Excerpts of location labeling data
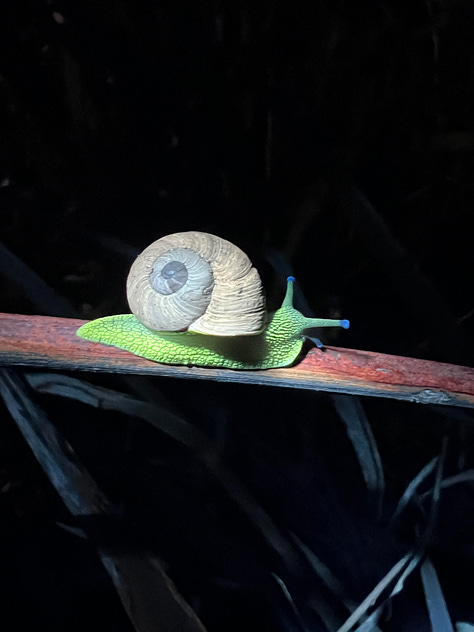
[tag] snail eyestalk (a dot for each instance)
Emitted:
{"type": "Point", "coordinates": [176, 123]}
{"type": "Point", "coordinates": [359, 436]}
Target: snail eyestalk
{"type": "Point", "coordinates": [231, 328]}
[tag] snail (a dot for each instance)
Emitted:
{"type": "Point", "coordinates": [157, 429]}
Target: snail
{"type": "Point", "coordinates": [197, 300]}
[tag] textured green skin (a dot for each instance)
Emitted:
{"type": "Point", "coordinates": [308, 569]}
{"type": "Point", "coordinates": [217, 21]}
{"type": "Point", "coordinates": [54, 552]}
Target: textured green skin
{"type": "Point", "coordinates": [277, 346]}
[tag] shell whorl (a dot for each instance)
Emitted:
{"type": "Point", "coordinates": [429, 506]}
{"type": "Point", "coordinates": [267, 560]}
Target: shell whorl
{"type": "Point", "coordinates": [198, 282]}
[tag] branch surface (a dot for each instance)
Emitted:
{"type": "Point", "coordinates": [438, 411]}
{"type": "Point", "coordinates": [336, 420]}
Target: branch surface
{"type": "Point", "coordinates": [51, 343]}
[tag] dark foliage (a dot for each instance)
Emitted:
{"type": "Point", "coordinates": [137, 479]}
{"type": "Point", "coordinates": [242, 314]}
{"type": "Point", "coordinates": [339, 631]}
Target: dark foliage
{"type": "Point", "coordinates": [332, 137]}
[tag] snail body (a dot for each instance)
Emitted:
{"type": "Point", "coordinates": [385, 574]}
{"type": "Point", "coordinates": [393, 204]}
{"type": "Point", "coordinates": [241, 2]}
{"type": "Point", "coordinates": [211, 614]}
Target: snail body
{"type": "Point", "coordinates": [197, 300]}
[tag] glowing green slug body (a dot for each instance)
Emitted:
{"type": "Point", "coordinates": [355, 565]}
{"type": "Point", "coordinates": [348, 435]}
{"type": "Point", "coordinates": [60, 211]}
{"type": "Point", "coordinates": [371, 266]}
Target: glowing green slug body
{"type": "Point", "coordinates": [279, 345]}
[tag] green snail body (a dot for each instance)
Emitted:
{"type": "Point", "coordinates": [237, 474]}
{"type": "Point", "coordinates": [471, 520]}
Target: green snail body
{"type": "Point", "coordinates": [255, 341]}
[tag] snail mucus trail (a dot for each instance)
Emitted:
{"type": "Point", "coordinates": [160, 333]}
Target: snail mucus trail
{"type": "Point", "coordinates": [197, 300]}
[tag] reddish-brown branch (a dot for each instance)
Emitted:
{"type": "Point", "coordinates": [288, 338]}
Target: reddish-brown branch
{"type": "Point", "coordinates": [51, 343]}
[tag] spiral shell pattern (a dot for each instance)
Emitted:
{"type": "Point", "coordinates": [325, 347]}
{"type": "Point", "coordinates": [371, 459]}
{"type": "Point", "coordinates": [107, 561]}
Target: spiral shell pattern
{"type": "Point", "coordinates": [197, 282]}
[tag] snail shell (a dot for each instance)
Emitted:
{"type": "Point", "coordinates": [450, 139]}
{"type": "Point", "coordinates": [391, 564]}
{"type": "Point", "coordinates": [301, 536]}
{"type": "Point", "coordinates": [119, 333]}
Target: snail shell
{"type": "Point", "coordinates": [198, 282]}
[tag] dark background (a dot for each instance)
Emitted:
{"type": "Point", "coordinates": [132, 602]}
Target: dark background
{"type": "Point", "coordinates": [333, 139]}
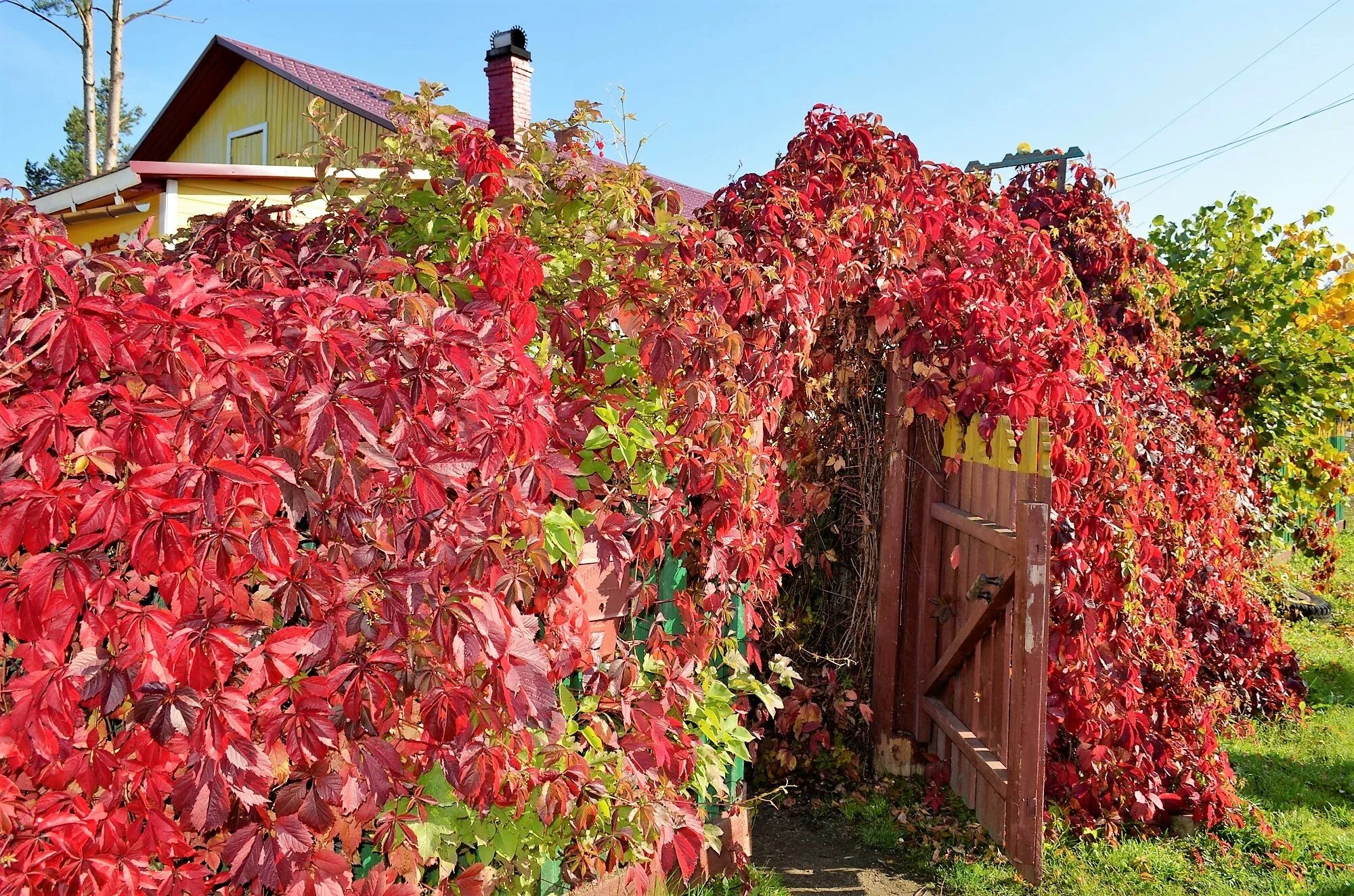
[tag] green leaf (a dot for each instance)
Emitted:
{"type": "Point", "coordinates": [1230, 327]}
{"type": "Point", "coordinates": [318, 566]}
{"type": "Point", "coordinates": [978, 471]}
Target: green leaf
{"type": "Point", "coordinates": [564, 537]}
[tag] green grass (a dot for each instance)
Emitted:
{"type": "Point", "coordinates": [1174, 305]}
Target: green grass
{"type": "Point", "coordinates": [1301, 775]}
{"type": "Point", "coordinates": [764, 883]}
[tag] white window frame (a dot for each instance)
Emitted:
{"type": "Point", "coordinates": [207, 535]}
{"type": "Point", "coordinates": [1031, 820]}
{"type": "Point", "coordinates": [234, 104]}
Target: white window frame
{"type": "Point", "coordinates": [244, 132]}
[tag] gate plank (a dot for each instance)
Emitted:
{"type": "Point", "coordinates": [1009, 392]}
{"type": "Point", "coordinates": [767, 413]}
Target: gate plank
{"type": "Point", "coordinates": [980, 757]}
{"type": "Point", "coordinates": [967, 637]}
{"type": "Point", "coordinates": [892, 534]}
{"type": "Point", "coordinates": [1030, 717]}
{"type": "Point", "coordinates": [974, 526]}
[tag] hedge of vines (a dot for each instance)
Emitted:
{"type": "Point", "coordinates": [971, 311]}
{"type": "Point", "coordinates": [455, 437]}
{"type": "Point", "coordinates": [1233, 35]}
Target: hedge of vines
{"type": "Point", "coordinates": [1038, 303]}
{"type": "Point", "coordinates": [290, 515]}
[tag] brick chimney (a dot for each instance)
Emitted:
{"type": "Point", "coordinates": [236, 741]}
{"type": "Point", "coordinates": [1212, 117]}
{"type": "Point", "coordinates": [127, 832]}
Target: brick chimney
{"type": "Point", "coordinates": [508, 68]}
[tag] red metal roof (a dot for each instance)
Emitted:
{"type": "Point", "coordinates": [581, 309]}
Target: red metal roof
{"type": "Point", "coordinates": [223, 59]}
{"type": "Point", "coordinates": [354, 94]}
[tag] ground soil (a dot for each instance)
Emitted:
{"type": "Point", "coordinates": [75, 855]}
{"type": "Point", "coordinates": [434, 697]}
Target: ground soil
{"type": "Point", "coordinates": [816, 857]}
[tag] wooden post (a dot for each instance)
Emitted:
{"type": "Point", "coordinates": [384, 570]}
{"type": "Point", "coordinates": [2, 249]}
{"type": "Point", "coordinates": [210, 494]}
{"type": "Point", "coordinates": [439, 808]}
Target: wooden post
{"type": "Point", "coordinates": [892, 753]}
{"type": "Point", "coordinates": [1030, 694]}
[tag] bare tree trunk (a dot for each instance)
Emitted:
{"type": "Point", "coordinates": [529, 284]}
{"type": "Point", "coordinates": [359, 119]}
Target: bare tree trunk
{"type": "Point", "coordinates": [85, 10]}
{"type": "Point", "coordinates": [113, 127]}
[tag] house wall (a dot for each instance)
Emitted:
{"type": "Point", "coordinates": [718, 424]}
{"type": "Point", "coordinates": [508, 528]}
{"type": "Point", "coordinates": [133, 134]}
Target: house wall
{"type": "Point", "coordinates": [209, 197]}
{"type": "Point", "coordinates": [90, 232]}
{"type": "Point", "coordinates": [255, 97]}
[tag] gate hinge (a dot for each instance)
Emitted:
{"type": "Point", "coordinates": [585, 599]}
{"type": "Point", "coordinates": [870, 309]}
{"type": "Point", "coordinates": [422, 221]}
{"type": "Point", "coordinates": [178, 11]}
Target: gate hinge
{"type": "Point", "coordinates": [985, 588]}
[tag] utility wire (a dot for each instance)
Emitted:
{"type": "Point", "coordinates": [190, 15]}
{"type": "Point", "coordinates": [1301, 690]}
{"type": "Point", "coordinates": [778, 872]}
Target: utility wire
{"type": "Point", "coordinates": [1241, 137]}
{"type": "Point", "coordinates": [1153, 136]}
{"type": "Point", "coordinates": [1230, 145]}
{"type": "Point", "coordinates": [1341, 183]}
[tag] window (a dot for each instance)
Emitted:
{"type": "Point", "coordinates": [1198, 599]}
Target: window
{"type": "Point", "coordinates": [248, 145]}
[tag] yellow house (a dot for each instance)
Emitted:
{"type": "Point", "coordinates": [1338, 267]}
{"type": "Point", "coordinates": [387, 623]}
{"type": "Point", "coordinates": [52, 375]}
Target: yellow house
{"type": "Point", "coordinates": [232, 125]}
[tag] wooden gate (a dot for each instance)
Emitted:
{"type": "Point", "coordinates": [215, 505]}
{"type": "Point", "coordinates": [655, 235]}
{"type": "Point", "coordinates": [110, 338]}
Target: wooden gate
{"type": "Point", "coordinates": [961, 650]}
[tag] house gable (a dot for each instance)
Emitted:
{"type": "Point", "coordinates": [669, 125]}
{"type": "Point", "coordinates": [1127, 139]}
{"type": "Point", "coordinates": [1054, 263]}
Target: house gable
{"type": "Point", "coordinates": [259, 118]}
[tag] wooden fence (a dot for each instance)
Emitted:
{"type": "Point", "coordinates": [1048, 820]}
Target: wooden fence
{"type": "Point", "coordinates": [962, 649]}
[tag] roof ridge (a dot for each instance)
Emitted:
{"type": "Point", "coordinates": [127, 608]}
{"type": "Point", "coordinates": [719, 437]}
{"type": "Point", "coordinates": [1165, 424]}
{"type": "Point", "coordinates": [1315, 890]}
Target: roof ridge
{"type": "Point", "coordinates": [263, 52]}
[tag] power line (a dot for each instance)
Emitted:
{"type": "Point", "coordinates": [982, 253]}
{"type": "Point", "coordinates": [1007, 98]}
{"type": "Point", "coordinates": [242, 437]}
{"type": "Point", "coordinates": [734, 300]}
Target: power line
{"type": "Point", "coordinates": [1242, 136]}
{"type": "Point", "coordinates": [1301, 98]}
{"type": "Point", "coordinates": [1230, 145]}
{"type": "Point", "coordinates": [1338, 185]}
{"type": "Point", "coordinates": [1150, 137]}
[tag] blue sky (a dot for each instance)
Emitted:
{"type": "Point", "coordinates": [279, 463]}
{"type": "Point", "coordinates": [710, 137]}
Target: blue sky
{"type": "Point", "coordinates": [721, 87]}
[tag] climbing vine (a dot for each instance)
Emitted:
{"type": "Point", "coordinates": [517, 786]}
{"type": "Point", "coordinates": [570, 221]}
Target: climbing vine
{"type": "Point", "coordinates": [290, 516]}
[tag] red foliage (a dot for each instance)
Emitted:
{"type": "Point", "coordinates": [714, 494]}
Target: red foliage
{"type": "Point", "coordinates": [273, 530]}
{"type": "Point", "coordinates": [1156, 641]}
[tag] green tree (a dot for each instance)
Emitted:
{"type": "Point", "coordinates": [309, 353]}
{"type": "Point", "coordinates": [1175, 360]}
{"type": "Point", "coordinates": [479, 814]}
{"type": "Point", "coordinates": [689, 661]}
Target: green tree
{"type": "Point", "coordinates": [70, 164]}
{"type": "Point", "coordinates": [1268, 328]}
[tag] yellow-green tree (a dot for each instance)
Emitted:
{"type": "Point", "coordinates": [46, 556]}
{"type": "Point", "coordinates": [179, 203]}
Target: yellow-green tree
{"type": "Point", "coordinates": [1265, 315]}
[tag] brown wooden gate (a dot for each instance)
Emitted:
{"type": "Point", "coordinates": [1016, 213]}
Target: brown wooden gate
{"type": "Point", "coordinates": [961, 650]}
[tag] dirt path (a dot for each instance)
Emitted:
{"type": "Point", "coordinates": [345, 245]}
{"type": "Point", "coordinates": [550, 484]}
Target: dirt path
{"type": "Point", "coordinates": [823, 859]}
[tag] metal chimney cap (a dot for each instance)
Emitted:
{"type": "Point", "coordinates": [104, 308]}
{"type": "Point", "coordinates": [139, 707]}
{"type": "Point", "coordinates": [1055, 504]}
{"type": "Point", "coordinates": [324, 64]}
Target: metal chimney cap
{"type": "Point", "coordinates": [514, 37]}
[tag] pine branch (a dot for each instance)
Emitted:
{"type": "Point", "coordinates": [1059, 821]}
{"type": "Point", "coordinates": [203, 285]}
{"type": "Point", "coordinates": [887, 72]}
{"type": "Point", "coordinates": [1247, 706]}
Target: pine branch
{"type": "Point", "coordinates": [49, 21]}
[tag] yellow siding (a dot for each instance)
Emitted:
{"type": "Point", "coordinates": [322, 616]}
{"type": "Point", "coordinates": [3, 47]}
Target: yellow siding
{"type": "Point", "coordinates": [125, 228]}
{"type": "Point", "coordinates": [209, 197]}
{"type": "Point", "coordinates": [254, 97]}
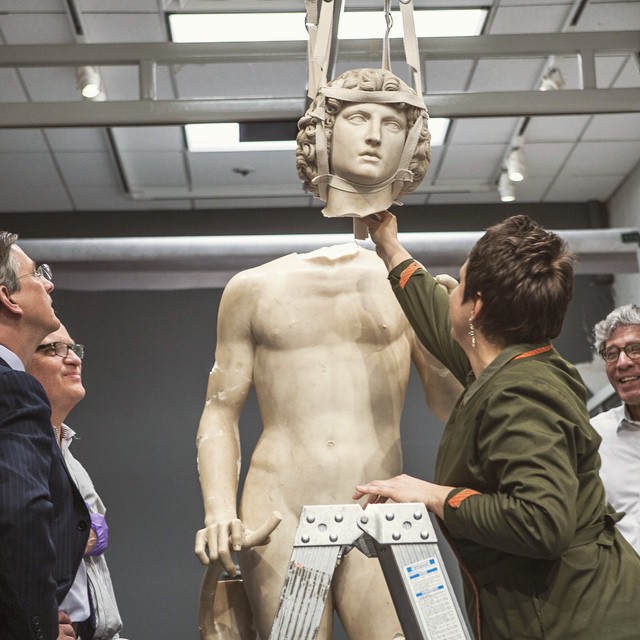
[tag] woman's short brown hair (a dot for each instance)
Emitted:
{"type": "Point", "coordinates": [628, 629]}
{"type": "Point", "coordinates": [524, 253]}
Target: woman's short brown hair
{"type": "Point", "coordinates": [524, 275]}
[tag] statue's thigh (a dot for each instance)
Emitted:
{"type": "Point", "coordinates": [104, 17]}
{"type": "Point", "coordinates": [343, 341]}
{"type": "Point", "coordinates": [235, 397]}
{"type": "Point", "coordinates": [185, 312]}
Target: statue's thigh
{"type": "Point", "coordinates": [362, 599]}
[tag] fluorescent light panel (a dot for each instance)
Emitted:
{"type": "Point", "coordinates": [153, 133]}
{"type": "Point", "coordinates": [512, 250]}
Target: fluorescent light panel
{"type": "Point", "coordinates": [225, 136]}
{"type": "Point", "coordinates": [354, 25]}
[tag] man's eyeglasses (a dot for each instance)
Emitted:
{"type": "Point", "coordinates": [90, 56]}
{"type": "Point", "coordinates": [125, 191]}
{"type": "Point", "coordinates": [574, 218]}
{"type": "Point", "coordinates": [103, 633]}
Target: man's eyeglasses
{"type": "Point", "coordinates": [62, 349]}
{"type": "Point", "coordinates": [43, 271]}
{"type": "Point", "coordinates": [611, 354]}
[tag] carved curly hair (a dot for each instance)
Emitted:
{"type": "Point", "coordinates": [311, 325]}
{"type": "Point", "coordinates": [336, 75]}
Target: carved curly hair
{"type": "Point", "coordinates": [363, 80]}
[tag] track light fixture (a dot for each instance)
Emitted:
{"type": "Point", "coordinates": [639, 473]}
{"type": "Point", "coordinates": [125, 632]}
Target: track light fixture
{"type": "Point", "coordinates": [515, 165]}
{"type": "Point", "coordinates": [506, 188]}
{"type": "Point", "coordinates": [552, 80]}
{"type": "Point", "coordinates": [89, 82]}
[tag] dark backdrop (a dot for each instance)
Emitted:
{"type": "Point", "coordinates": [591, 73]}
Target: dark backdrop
{"type": "Point", "coordinates": [148, 357]}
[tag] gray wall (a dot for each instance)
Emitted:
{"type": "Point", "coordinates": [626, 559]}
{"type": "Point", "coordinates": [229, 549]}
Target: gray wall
{"type": "Point", "coordinates": [148, 357]}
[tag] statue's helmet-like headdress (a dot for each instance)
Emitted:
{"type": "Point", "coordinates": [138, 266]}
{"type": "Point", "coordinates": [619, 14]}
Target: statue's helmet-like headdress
{"type": "Point", "coordinates": [315, 131]}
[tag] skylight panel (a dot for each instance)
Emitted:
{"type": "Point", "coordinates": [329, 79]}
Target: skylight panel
{"type": "Point", "coordinates": [354, 25]}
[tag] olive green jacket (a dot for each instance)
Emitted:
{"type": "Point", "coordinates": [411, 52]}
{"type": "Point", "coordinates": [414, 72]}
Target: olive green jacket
{"type": "Point", "coordinates": [538, 547]}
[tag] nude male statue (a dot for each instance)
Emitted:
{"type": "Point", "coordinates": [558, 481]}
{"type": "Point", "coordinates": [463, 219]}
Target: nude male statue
{"type": "Point", "coordinates": [328, 348]}
{"type": "Point", "coordinates": [324, 341]}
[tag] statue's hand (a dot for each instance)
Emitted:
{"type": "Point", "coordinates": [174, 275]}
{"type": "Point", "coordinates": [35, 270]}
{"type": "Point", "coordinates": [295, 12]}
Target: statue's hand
{"type": "Point", "coordinates": [216, 541]}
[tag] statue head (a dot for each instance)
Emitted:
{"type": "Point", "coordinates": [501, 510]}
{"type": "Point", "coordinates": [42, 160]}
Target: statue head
{"type": "Point", "coordinates": [364, 98]}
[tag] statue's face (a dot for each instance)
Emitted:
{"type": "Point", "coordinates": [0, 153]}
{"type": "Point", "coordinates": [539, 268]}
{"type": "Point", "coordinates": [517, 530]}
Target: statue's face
{"type": "Point", "coordinates": [367, 142]}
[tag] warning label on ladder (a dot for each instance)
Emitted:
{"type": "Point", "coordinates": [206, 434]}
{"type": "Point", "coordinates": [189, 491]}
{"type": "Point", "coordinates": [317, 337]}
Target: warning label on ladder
{"type": "Point", "coordinates": [426, 582]}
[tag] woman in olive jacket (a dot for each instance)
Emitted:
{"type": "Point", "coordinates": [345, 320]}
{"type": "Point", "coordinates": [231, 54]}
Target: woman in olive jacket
{"type": "Point", "coordinates": [516, 489]}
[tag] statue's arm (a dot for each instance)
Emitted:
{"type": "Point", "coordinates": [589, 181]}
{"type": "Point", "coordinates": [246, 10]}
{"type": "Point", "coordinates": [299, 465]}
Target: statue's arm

● EXERCISE AIM
Please quote nothing but the lines from the line with "[tag] warning label" through the end of the data above, exactly as written, ends included.

● RESPONSE
[tag] warning label on ladder (a dot for each instance)
Emitted:
{"type": "Point", "coordinates": [206, 434]}
{"type": "Point", "coordinates": [189, 491]}
{"type": "Point", "coordinates": [317, 337]}
Target: warning label on ladder
{"type": "Point", "coordinates": [426, 582]}
[tag] woman in olive jacket (a dot for each instance)
Emitted:
{"type": "Point", "coordinates": [345, 320]}
{"type": "Point", "coordinates": [231, 54]}
Target: woman in olive jacket
{"type": "Point", "coordinates": [516, 489]}
[tag] statue's arm (a dot for each instance)
Emitted:
{"type": "Point", "coordinates": [589, 181]}
{"type": "Point", "coordinates": [246, 10]}
{"type": "Point", "coordinates": [299, 465]}
Target: statue's arm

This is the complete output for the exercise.